START Task inputs

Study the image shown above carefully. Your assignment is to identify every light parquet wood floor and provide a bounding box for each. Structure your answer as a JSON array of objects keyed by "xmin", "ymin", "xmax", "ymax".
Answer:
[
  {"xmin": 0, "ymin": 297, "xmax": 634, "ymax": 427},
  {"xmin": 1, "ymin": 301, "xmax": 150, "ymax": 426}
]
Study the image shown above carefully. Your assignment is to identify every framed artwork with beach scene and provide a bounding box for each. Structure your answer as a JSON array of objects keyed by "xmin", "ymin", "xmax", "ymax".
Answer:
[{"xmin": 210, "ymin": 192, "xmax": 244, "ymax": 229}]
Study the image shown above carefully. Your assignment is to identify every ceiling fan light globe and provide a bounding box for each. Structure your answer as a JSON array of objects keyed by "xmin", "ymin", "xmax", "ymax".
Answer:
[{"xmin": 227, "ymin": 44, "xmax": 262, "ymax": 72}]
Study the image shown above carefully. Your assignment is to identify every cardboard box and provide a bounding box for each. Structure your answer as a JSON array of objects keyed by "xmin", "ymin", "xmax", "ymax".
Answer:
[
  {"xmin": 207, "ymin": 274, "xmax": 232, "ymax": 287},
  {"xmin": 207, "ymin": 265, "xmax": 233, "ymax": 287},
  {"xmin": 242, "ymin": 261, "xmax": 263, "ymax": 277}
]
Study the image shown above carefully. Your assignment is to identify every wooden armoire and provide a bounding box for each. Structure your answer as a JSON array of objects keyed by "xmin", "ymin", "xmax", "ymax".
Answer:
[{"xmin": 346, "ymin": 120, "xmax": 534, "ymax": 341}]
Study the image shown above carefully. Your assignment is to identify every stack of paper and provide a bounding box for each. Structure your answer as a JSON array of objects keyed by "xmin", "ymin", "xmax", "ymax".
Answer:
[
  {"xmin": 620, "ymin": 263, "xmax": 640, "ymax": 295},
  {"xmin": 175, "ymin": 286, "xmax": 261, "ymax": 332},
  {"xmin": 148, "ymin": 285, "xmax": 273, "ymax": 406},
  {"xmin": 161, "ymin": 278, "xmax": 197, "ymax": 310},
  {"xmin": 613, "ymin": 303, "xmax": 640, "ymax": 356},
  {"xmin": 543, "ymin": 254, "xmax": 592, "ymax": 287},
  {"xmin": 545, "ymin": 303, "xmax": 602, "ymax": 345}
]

END Task inputs

About this exercise |
For this exercise, transcribe the whole listing verbatim.

Output |
Study the image shown above carefully. Your assignment is to identify every light parquet wood floor and provide a bounding box for each. Structure your answer as a JSON array of objects keyed by "xmin", "ymin", "xmax", "ymax".
Answer:
[
  {"xmin": 0, "ymin": 297, "xmax": 634, "ymax": 427},
  {"xmin": 1, "ymin": 301, "xmax": 150, "ymax": 426}
]
Study the image shown above carefully. Your assignment is to identify every framed artwork with beach scene and provide a bounding box for each. Structure your answer as a JSON array of objects keyed by "xmin", "ymin", "xmax", "ymax".
Answer:
[{"xmin": 210, "ymin": 192, "xmax": 244, "ymax": 229}]
Study the image shown above carefully. Your assignment is to identify every ceiling fan light globe and provide a bounding box for each. Structure your answer as a JSON array of objects keyed by "xmin", "ymin", "xmax", "ymax".
Answer:
[{"xmin": 227, "ymin": 44, "xmax": 262, "ymax": 72}]
Study the image shown above carefully. Your assignment is to identify every cardboard box and provide a bounding box for each. Structure your answer as a JSON array of objects keyed by "xmin", "ymin", "xmax", "ymax".
Answer:
[
  {"xmin": 207, "ymin": 274, "xmax": 232, "ymax": 287},
  {"xmin": 207, "ymin": 265, "xmax": 233, "ymax": 287},
  {"xmin": 242, "ymin": 261, "xmax": 263, "ymax": 277}
]
Study the image shown above carefully. Your assignment is to identify every wooden armoire and provide a bounding box for each. Structure your answer as a JSON array of objects keyed by "xmin", "ymin", "xmax", "ymax".
Answer:
[{"xmin": 346, "ymin": 120, "xmax": 534, "ymax": 341}]
Study the image shown above carefully. Your assignment is to identify every stack of paper and provide a bounding box for each. Structure your answer as a JSON array of objects keyed by "xmin", "ymin", "xmax", "ymax".
Answer:
[
  {"xmin": 620, "ymin": 263, "xmax": 640, "ymax": 295},
  {"xmin": 175, "ymin": 286, "xmax": 261, "ymax": 332},
  {"xmin": 148, "ymin": 285, "xmax": 273, "ymax": 406},
  {"xmin": 161, "ymin": 278, "xmax": 197, "ymax": 310},
  {"xmin": 613, "ymin": 303, "xmax": 640, "ymax": 356},
  {"xmin": 543, "ymin": 254, "xmax": 592, "ymax": 287},
  {"xmin": 545, "ymin": 303, "xmax": 602, "ymax": 345}
]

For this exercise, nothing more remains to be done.